** START **
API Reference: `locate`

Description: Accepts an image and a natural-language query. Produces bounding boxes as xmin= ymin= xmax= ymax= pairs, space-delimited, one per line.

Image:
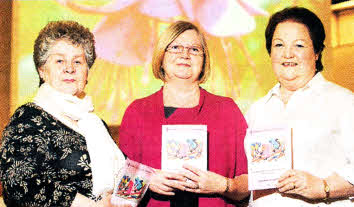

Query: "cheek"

xmin=270 ymin=49 xmax=282 ymax=63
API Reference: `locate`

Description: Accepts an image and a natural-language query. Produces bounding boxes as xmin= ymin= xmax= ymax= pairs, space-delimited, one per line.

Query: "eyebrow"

xmin=49 ymin=53 xmax=85 ymax=58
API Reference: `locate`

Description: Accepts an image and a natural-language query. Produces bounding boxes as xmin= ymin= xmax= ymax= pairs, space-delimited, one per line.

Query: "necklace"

xmin=163 ymin=84 xmax=200 ymax=108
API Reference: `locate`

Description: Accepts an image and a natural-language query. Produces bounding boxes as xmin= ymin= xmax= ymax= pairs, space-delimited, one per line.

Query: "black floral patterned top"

xmin=0 ymin=103 xmax=96 ymax=207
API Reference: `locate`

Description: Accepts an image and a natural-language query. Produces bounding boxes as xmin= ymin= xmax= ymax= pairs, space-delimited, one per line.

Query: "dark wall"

xmin=0 ymin=0 xmax=12 ymax=132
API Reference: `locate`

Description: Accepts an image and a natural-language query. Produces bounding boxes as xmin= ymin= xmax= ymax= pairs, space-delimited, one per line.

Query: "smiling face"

xmin=39 ymin=40 xmax=88 ymax=96
xmin=162 ymin=30 xmax=204 ymax=83
xmin=270 ymin=21 xmax=318 ymax=91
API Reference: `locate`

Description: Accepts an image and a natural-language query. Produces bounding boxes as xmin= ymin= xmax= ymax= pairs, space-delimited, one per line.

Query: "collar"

xmin=157 ymin=86 xmax=207 ymax=117
xmin=265 ymin=72 xmax=326 ymax=102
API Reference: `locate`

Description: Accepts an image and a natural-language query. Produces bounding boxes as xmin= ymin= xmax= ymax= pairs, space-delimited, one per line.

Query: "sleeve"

xmin=235 ymin=100 xmax=248 ymax=176
xmin=336 ymin=95 xmax=354 ymax=185
xmin=119 ymin=101 xmax=142 ymax=162
xmin=0 ymin=109 xmax=77 ymax=206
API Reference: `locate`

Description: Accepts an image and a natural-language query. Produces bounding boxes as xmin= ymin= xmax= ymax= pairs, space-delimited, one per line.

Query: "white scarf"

xmin=34 ymin=83 xmax=125 ymax=196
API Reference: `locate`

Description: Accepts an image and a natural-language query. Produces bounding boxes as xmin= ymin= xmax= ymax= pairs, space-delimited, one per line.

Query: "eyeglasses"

xmin=166 ymin=45 xmax=204 ymax=56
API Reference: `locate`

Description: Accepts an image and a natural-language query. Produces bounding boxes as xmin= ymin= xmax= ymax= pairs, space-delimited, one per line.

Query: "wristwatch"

xmin=323 ymin=179 xmax=331 ymax=203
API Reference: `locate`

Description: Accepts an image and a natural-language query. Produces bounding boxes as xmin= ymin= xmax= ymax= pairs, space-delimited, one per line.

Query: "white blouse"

xmin=246 ymin=73 xmax=354 ymax=207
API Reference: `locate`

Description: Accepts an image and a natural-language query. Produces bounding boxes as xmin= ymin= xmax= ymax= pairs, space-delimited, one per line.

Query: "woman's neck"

xmin=280 ymin=86 xmax=295 ymax=105
xmin=163 ymin=82 xmax=200 ymax=108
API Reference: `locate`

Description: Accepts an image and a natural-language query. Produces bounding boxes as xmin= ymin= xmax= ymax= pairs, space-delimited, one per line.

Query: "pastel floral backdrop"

xmin=11 ymin=0 xmax=330 ymax=125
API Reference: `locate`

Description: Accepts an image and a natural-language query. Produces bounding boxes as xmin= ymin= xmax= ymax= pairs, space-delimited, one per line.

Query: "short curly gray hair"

xmin=33 ymin=21 xmax=96 ymax=85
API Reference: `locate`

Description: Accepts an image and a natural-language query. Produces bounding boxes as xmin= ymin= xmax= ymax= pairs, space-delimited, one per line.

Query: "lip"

xmin=177 ymin=63 xmax=191 ymax=67
xmin=63 ymin=78 xmax=75 ymax=83
xmin=281 ymin=62 xmax=298 ymax=67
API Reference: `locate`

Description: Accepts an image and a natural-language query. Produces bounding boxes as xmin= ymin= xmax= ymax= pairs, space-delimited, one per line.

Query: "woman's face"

xmin=39 ymin=40 xmax=88 ymax=96
xmin=162 ymin=30 xmax=204 ymax=83
xmin=270 ymin=21 xmax=318 ymax=91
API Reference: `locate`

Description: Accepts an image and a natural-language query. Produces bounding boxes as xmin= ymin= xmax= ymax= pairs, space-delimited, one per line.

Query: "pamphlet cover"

xmin=111 ymin=159 xmax=154 ymax=207
xmin=245 ymin=128 xmax=292 ymax=190
xmin=161 ymin=125 xmax=208 ymax=171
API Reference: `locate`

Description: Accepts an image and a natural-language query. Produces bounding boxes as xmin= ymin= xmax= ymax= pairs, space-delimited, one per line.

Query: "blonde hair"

xmin=152 ymin=21 xmax=210 ymax=83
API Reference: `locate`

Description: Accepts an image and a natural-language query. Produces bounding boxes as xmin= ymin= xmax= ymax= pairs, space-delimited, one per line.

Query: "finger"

xmin=185 ymin=188 xmax=201 ymax=193
xmin=278 ymin=170 xmax=295 ymax=181
xmin=180 ymin=170 xmax=200 ymax=183
xmin=164 ymin=180 xmax=186 ymax=190
xmin=149 ymin=185 xmax=175 ymax=196
xmin=182 ymin=179 xmax=199 ymax=189
xmin=163 ymin=172 xmax=185 ymax=181
xmin=278 ymin=180 xmax=296 ymax=193
xmin=183 ymin=164 xmax=203 ymax=176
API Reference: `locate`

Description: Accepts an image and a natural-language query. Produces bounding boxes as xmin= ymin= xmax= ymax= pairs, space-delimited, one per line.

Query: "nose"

xmin=283 ymin=47 xmax=294 ymax=58
xmin=64 ymin=63 xmax=76 ymax=74
xmin=181 ymin=47 xmax=190 ymax=58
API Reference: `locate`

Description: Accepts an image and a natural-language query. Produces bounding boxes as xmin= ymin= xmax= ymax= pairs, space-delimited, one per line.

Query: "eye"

xmin=191 ymin=47 xmax=201 ymax=52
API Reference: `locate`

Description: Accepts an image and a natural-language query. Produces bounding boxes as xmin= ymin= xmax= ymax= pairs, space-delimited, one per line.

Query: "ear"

xmin=38 ymin=66 xmax=47 ymax=82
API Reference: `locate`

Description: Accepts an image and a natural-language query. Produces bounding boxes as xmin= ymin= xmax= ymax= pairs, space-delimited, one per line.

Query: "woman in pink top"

xmin=119 ymin=21 xmax=248 ymax=207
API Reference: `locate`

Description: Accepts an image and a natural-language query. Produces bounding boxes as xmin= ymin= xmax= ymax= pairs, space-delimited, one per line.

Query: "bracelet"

xmin=224 ymin=178 xmax=230 ymax=193
xmin=323 ymin=179 xmax=330 ymax=204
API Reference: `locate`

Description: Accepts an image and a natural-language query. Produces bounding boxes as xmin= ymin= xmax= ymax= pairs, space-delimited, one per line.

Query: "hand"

xmin=95 ymin=194 xmax=132 ymax=207
xmin=277 ymin=170 xmax=326 ymax=199
xmin=181 ymin=164 xmax=227 ymax=194
xmin=149 ymin=169 xmax=186 ymax=195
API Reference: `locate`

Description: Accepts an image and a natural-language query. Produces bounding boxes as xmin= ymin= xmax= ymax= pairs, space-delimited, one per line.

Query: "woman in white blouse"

xmin=246 ymin=7 xmax=354 ymax=207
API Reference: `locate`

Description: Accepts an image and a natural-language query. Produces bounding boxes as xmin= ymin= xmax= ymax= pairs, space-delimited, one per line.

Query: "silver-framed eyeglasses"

xmin=166 ymin=45 xmax=204 ymax=56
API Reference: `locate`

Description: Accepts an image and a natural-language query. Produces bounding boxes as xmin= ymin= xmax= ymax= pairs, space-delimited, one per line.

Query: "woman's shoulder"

xmin=128 ymin=90 xmax=162 ymax=109
xmin=10 ymin=102 xmax=43 ymax=122
xmin=201 ymin=89 xmax=236 ymax=106
xmin=323 ymin=80 xmax=354 ymax=99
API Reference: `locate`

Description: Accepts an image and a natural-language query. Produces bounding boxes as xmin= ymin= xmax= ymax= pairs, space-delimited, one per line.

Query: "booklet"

xmin=111 ymin=159 xmax=154 ymax=207
xmin=245 ymin=127 xmax=293 ymax=190
xmin=161 ymin=125 xmax=208 ymax=171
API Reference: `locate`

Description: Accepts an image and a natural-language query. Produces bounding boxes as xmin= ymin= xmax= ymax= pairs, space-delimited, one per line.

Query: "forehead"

xmin=49 ymin=39 xmax=84 ymax=56
xmin=172 ymin=29 xmax=201 ymax=45
xmin=273 ymin=21 xmax=310 ymax=40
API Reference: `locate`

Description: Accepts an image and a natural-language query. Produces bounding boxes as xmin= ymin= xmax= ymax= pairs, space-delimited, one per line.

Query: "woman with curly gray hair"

xmin=0 ymin=21 xmax=130 ymax=206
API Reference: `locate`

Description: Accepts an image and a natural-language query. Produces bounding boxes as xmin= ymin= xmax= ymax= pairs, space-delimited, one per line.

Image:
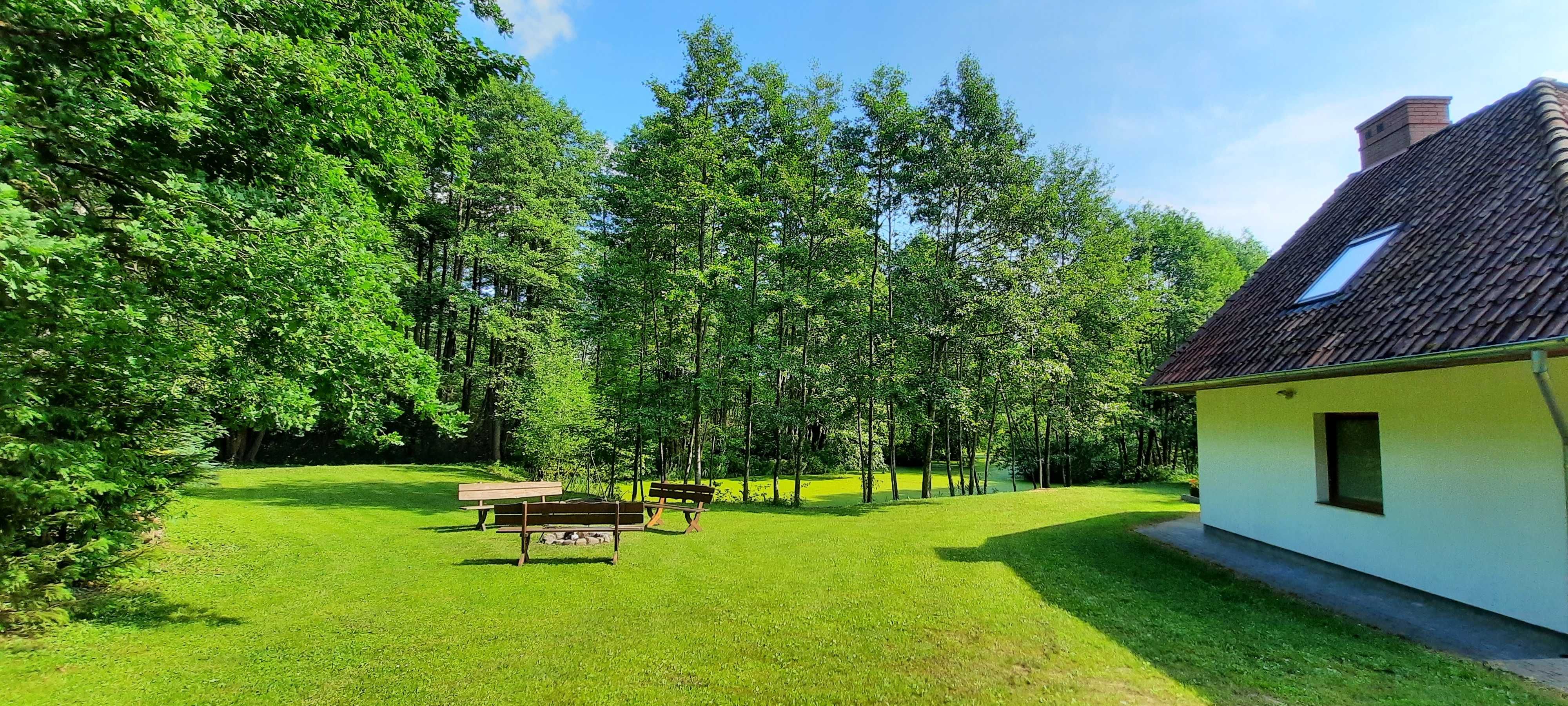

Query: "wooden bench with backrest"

xmin=458 ymin=480 xmax=561 ymax=532
xmin=648 ymin=483 xmax=713 ymax=532
xmin=495 ymin=500 xmax=643 ymax=566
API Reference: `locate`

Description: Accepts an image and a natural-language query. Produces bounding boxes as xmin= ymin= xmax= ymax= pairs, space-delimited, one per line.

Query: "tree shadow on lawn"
** END **
What to work on:
Pull out every line of the listing above that contains the string "with".

Full response:
Query: "woman with curly gray hair"
Query: "wooden bench with backrest"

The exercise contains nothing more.